Items listed in a dataset:

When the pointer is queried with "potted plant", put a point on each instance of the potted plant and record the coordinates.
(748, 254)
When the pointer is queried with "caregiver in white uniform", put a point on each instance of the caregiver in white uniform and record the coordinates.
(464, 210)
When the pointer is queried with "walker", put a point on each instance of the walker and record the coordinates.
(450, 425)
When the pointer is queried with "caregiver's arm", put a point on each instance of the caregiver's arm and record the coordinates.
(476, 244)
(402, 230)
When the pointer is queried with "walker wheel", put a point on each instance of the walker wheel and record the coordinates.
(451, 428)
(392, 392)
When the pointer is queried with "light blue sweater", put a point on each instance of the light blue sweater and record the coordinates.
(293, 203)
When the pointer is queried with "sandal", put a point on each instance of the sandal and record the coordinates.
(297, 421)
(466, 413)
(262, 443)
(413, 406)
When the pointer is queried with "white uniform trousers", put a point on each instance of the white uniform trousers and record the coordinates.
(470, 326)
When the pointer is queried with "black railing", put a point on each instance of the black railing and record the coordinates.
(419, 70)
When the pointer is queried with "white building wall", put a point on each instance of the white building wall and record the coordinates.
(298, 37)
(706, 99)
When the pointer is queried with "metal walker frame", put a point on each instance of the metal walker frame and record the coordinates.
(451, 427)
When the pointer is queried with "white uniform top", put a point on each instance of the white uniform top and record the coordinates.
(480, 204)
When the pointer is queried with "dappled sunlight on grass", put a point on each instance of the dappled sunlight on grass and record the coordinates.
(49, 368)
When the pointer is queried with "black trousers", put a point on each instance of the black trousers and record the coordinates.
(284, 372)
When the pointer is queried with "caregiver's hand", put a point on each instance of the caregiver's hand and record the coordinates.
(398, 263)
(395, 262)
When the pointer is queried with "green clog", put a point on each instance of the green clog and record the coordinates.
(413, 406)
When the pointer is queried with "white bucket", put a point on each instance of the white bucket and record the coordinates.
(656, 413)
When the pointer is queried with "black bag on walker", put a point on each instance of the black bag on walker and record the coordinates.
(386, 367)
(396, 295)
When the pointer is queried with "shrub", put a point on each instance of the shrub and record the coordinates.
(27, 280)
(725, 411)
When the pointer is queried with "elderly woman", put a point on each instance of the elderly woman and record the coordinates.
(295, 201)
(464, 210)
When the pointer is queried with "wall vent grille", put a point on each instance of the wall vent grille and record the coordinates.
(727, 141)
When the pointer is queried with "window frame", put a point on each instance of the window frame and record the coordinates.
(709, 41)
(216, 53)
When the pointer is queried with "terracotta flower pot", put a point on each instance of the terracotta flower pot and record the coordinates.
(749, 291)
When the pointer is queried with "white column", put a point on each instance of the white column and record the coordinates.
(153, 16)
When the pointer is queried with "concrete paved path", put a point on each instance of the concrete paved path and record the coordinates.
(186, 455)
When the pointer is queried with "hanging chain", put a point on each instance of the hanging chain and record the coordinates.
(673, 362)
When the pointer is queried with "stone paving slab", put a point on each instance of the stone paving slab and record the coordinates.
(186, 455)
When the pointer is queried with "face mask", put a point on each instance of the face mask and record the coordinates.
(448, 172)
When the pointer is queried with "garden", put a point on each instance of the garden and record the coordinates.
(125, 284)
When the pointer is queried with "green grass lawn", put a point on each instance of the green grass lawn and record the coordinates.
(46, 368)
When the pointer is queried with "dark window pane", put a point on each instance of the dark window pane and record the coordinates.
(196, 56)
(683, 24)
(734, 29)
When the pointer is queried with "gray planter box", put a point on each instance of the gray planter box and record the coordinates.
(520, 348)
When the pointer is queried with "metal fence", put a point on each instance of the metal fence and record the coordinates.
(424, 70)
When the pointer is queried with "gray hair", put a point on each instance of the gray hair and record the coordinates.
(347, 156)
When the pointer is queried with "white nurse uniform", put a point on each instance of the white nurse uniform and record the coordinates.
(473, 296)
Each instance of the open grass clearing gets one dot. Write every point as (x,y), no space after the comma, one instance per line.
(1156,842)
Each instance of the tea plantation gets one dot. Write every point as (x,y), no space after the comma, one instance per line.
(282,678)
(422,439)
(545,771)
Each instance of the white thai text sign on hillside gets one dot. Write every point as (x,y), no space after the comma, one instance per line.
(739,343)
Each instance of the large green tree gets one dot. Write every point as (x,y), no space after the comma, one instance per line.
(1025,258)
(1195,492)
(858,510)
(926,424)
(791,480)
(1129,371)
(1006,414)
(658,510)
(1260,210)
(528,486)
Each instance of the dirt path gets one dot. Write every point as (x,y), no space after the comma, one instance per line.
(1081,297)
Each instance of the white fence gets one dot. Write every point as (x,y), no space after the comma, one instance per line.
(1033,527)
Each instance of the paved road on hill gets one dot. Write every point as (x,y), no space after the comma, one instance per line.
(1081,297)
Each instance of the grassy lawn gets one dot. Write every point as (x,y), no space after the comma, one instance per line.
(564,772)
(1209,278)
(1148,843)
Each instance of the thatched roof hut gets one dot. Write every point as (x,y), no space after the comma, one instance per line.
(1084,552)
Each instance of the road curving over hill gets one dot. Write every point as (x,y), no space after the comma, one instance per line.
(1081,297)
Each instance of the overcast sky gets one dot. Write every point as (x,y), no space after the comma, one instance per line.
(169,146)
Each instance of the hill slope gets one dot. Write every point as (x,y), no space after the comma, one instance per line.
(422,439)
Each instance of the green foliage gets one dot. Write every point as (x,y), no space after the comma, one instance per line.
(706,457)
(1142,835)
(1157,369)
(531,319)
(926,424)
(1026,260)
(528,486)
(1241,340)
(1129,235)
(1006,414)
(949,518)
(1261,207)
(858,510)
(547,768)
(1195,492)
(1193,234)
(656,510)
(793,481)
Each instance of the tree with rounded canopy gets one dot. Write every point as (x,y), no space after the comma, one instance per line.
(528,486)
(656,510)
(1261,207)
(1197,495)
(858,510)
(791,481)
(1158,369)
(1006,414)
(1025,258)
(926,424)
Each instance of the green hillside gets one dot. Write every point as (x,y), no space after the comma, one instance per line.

## WHAT NEEDS TO BE DONE
Set down each entry exactly, leaving none out.

## RESULT OF THIS TASK
When the pointer is queried with "potted plant", put a point on each instance of the potted plant and record the coordinates.
(748, 254)
When the pointer is queried with "caregiver in white uniform", put a point on each instance of the caregiver in white uniform and record the coordinates.
(464, 210)
When the pointer is queried with "walker", put a point on each instance of the walker and record the coordinates.
(450, 425)
When the pointer is queried with "caregiver's arm", put a point on each instance of the caregiver's arm and record the coordinates.
(476, 244)
(402, 230)
When the pointer is queried with "walker wheel", put a point on each instance of the walker wheel and record the coordinates.
(451, 428)
(392, 392)
When the pointer is queried with "light blue sweater", put a point on each instance of the light blue sweater and record the coordinates.
(293, 203)
When the pointer is queried with "sandal", put a point on each instance of the sandal and record the coordinates.
(297, 421)
(466, 413)
(262, 443)
(413, 406)
When the pointer is queried with "white uniform trousers", put a point on each instance of the white uniform trousers and record the coordinates.
(470, 326)
When the pointer is queried with "black railing", put a point on each instance of the black railing and record the coordinates.
(419, 70)
When the pointer is queried with "white building wall", put a point on each instance of the white building wall and record the coordinates.
(298, 37)
(706, 99)
When the pointer is queried with "metal walker frame", put a point on each instance of the metal walker frame and record the coordinates.
(451, 427)
When the pointer is queried with "white uniform top", put a point on each instance of the white uniform top and record the coordinates.
(480, 204)
When the pointer is queried with "dappled sunlight on grass", put a point on each instance of the dappled sunlight on grass and record the coordinates.
(49, 368)
When the pointer is queried with "black trousers", put a point on each instance of the black trousers and record the coordinates.
(284, 372)
When the pointer is queried with "caregiver's hand", put a point on each instance of the caregiver's hand and record the coordinates.
(398, 263)
(395, 262)
When the pointer is queried with "green clog", put a point on each instance of the green clog and record the coordinates.
(413, 406)
When the pointer is queried with "white bucket", put a point on each instance of the white bucket and record the coordinates.
(656, 413)
When the pointer is queried with "black bag on walker", put a point on each instance of the black bag on walker and record the coordinates.
(386, 367)
(396, 295)
When the pointer is queried with "shrub", put a point on each instance of the shrub and record the coordinates.
(27, 280)
(725, 411)
When the pointer is queried with "elderly woman", put a point on each instance of the elderly woman and record the coordinates.
(295, 201)
(464, 210)
When the pointer is queried with "wall vent grille", put a point on each instance of the wall vent grille and record the coordinates.
(727, 141)
When the pointer is queried with "window frame", put a point on each instance of the window frame and record the coordinates.
(709, 41)
(216, 53)
When the pointer is queried with "terracotta flower pot", put a point on each instance of the terracotta flower pot and record the coordinates.
(749, 291)
When the pointer is queried with "white column", put a point on each instance of the white column and record the coordinates.
(153, 16)
When the pointer is queried with "concrete paved path", put a point on each instance of the concrete paved path and record the coordinates.
(186, 455)
When the pointer is queried with "hanging chain", put a point on each instance of the hanging chain and record the coordinates.
(673, 362)
When the pointer is queried with "stone paving slab", put a point on each instance of the stone paving slab and record the coordinates.
(186, 455)
When the pointer is queried with "face mask", put a point on each instance of the face mask and record the coordinates.
(448, 172)
When the pointer is queried with "garden", put a point on each instance of the garden and record the coordinates.
(125, 284)
When the pointer is queried with "green grass lawn", put a point on each instance of the green grass lawn and record the coordinates.
(46, 368)
When the pointer is queried with "dark window pane", put a point on each instance of the dark window pane and record the coordinates.
(196, 56)
(683, 24)
(734, 29)
When the pointer is queried with "gray planter box", put a point on each instance of the gray planter box and record the coordinates.
(520, 348)
When the pointer is queried with "metal fence", put a point on each instance of the metal fence and record the coordinates.
(424, 70)
When the pointer is queried with "gray hair", put a point on each instance of the gray hair and record the coordinates.
(347, 156)
When the pointer is queried with "white nurse uniform", put a point on each instance of the white nurse uniform and record the coordinates.
(473, 296)
Each instance of the open grass clearing gets one dot. Write every point as (x,y), no space after the comma, one instance per line.
(1156,842)
Each instance of the tea plantation gets one dot. Write every point as (x,y), no space after the comma, one instance per line.
(282,678)
(422,439)
(545,771)
Each instance of the white thai text sign on hillside gets one dot. Write every point as (x,y), no space after the comma, one instance per line.
(739,343)
Each instance of the large green tree gets one dot. Write every point as (x,y), no space after the comma, one instance per line.
(1025,258)
(1195,492)
(858,510)
(926,424)
(791,480)
(1129,371)
(1006,414)
(658,510)
(1260,210)
(528,486)
Each instance of the dirt path gets one dot. Write every point as (x,y), no space after the comma, one instance per line.
(1081,297)
Each instance of the white fence gets one dot. Write every point as (x,y), no space after the comma, one instance per line.
(1033,527)
Each instance of the paved road on hill gets one dot. Write every point as (x,y), no space after the comma, one instance per line.
(1081,297)
Each instance of the grassy lawn gets one dot. Write every point as (x,y), no space after the comma, one instance per line.
(564,772)
(1209,278)
(1148,843)
Each instance of the thatched roof hut gets one dot. Write every point as (x,y), no space after the comma, one instance per line.
(1084,552)
Each instance of the road curving over hill gets one dot. Write every point as (x,y), no space after the comma, one instance per line.
(1081,297)
Each instance of the overcast sky gets one dot. Write every point as (x,y), no space after the comma, one instance per line.
(169,146)
Each instance of the hill slope gets one dot. Write every point as (x,y), no space after the comma, one instance per line.
(422,439)
Each instance of the green foliage gets one dot. Write every point as (x,y), no space after the comma, one instance per line.
(706,457)
(1142,835)
(1157,369)
(531,319)
(926,424)
(1026,260)
(528,486)
(1241,340)
(1129,235)
(1006,414)
(949,518)
(1261,207)
(858,510)
(547,768)
(1195,492)
(1193,234)
(656,510)
(793,481)
Each instance of the tree with rounded canopy gets one dot. Write every point as (x,y), no space after the comma, one instance per line.
(528,486)
(656,510)
(1261,207)
(1197,495)
(858,510)
(791,481)
(1158,369)
(1006,414)
(1025,258)
(926,424)
Each instance of the green hillside gets one dot. Write every point as (x,y), no space after the comma, one instance per line.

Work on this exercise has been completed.